WRITTEN REQUEST ::
Copy out every line exactly, passing over the pictures.

# start of DATA EXCERPTS

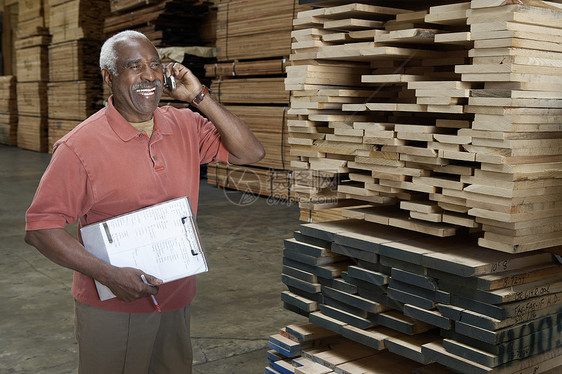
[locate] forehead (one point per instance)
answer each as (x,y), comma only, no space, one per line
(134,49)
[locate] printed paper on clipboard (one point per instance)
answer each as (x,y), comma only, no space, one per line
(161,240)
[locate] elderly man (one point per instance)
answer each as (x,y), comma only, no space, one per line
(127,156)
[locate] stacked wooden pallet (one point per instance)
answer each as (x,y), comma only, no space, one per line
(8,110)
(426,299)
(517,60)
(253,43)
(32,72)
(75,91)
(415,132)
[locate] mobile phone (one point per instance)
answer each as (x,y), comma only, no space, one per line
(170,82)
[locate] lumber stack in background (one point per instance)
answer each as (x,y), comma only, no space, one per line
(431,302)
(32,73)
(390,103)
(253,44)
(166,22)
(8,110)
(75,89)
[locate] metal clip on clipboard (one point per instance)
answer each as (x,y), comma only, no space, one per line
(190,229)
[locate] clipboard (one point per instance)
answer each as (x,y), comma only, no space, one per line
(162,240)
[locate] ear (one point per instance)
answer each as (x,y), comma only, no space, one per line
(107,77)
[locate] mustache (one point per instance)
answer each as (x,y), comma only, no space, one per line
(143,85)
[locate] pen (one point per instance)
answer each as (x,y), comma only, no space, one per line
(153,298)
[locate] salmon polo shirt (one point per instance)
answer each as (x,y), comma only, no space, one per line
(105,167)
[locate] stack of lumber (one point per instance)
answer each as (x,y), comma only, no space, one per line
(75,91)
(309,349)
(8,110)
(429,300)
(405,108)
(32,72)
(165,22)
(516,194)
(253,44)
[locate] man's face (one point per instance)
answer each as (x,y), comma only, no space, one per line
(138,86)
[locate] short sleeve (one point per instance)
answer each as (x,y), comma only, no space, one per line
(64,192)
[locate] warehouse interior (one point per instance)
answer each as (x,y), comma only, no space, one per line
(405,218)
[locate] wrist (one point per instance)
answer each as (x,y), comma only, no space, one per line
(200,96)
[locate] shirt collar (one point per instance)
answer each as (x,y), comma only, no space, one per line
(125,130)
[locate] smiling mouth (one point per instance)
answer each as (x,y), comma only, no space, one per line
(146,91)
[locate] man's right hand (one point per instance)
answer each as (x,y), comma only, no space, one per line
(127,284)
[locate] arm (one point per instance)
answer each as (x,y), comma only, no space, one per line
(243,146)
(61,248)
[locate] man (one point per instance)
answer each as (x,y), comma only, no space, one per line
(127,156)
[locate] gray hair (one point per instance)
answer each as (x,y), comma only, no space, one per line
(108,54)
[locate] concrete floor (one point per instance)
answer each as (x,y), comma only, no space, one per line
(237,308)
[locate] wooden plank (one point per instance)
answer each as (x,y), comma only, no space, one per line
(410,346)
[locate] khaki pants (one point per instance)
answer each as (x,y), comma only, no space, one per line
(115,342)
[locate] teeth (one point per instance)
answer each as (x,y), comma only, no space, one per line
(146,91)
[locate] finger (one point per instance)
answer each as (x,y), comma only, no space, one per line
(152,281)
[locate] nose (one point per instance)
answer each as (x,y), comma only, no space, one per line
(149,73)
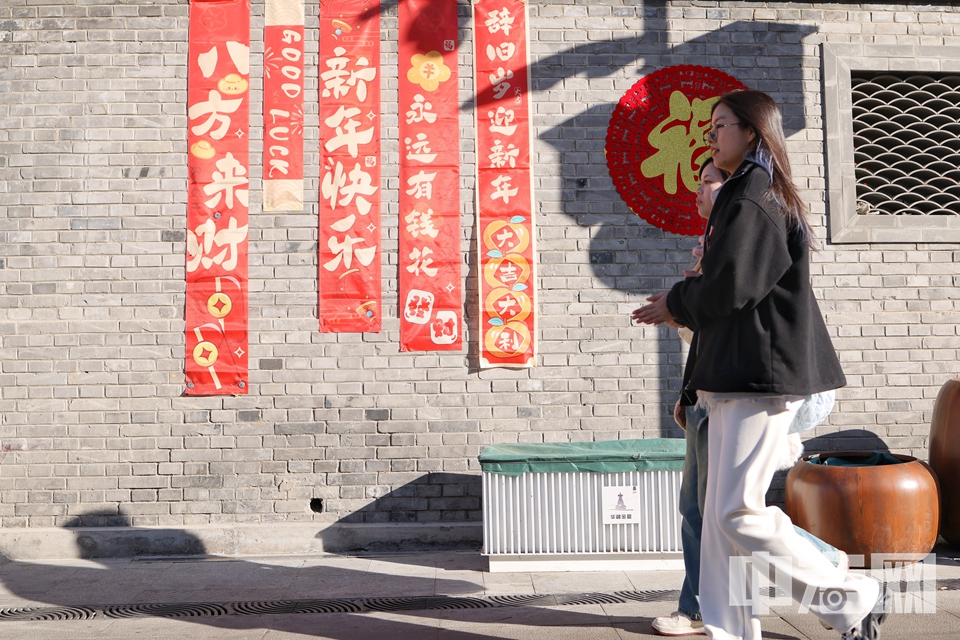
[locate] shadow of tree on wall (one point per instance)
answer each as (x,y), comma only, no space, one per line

# end of DATA EXCERPTS

RESULT ::
[locate] forehead (one point per instance)
answer each as (x,y), comma only, no space, one per line
(134,49)
[locate] printed paper on clipboard (one point per instance)
answer each as (x,y), comma only, no space, one per line
(161,240)
[locate] elderly man (one point per instance)
answer each as (x,y), comma only, no space, one per line
(127,156)
[locate] stacked wooden pallet (one point per instance)
answer each as (x,y), comma only, no space, one per line
(8,110)
(426,299)
(517,60)
(253,43)
(32,72)
(75,91)
(415,132)
[locate] mobile phone (one point per instance)
answer each as (x,y), comma only, no space, one per line
(170,82)
[locate] lumber stack in background (one point per instance)
answer each as (x,y), comma only, no space, one per line
(431,302)
(32,73)
(390,103)
(253,44)
(166,22)
(8,110)
(75,89)
[locate] metal clip on clipboard (one point per instance)
answer each as (x,y), comma only, no space, one per line
(190,229)
[locate] clipboard (one point per instance)
answer each as (x,y), comma only, no space, one per line
(162,240)
[locate] ear (one point per instance)
answer each as (x,y), comma only, no space, one per line
(107,77)
[locate] mustache (one point per instance)
answer each as (x,y), comma only, no space, one per line
(143,85)
[locate] pen (one point per instance)
answer each as (x,y), comma only, no space, one per line
(153,298)
[locate] salmon polo shirt (one point per instance)
answer each as (x,y), comma only, no space, one per line
(105,167)
[locate] stack of lumber (one point per instance)
answer each as (x,y), comma only, no space, one per line
(75,91)
(309,349)
(8,110)
(429,300)
(405,108)
(32,72)
(165,22)
(516,194)
(253,44)
[locate] man's face (one point per instance)
answer each as (x,y), comma only, no space, one per line
(138,86)
[locate] short sleeve (one point per instance)
answer each as (x,y), comma only, no space, one per line
(64,192)
[locate] warehouse interior (one point per instance)
answer each as (x,y), comma only, no space, one per line
(405,218)
[locate] wrist (one point per instance)
answer each as (x,y), comma only, no space, one per line
(200,96)
[locate] shirt collar (one point per instance)
answer each as (x,y), comma only, no space, one per line
(125,130)
[locate] smiling mouth (one point per instance)
answer each as (x,y), comma only, no space, one per line
(146,91)
[locate] man's right hand (one point per instance)
answer each as (x,y), comma only, no space, one per line
(127,284)
[locate] arm (one point per instance)
answer each as (x,y), comma only, no space, one per line
(243,146)
(61,248)
[locate] man (one point per instance)
answer each as (x,y), comma only, no space, one per line
(127,156)
[locate] gray hair (one point per instance)
answer each as (x,y), comma only, no space, one per line
(108,54)
[locate] concrete floor (one point per instance)
answer each as (x,y), comma only, no space, one per line
(237,308)
[locate] wooden plank (one point per instance)
answer each as (x,y), comma only, no space, one per line
(410,346)
[locate] khaki pants (one point per instance)
answer each as (x,y), comma only, no space, one per line
(115,342)
[locate] teeth (one point per instance)
answer each as (x,y), comma only, no space, one per line
(146,91)
[locate] finger (one point per instance)
answer each as (x,y), comma only, no space, one per line
(152,281)
[locate] nose (one point per instance)
answer each as (x,y), comma only, no space, one per line
(149,73)
[locate] shadow of tree on wall (one point per instance)
answer each as (x,y), comma only, no space, one per line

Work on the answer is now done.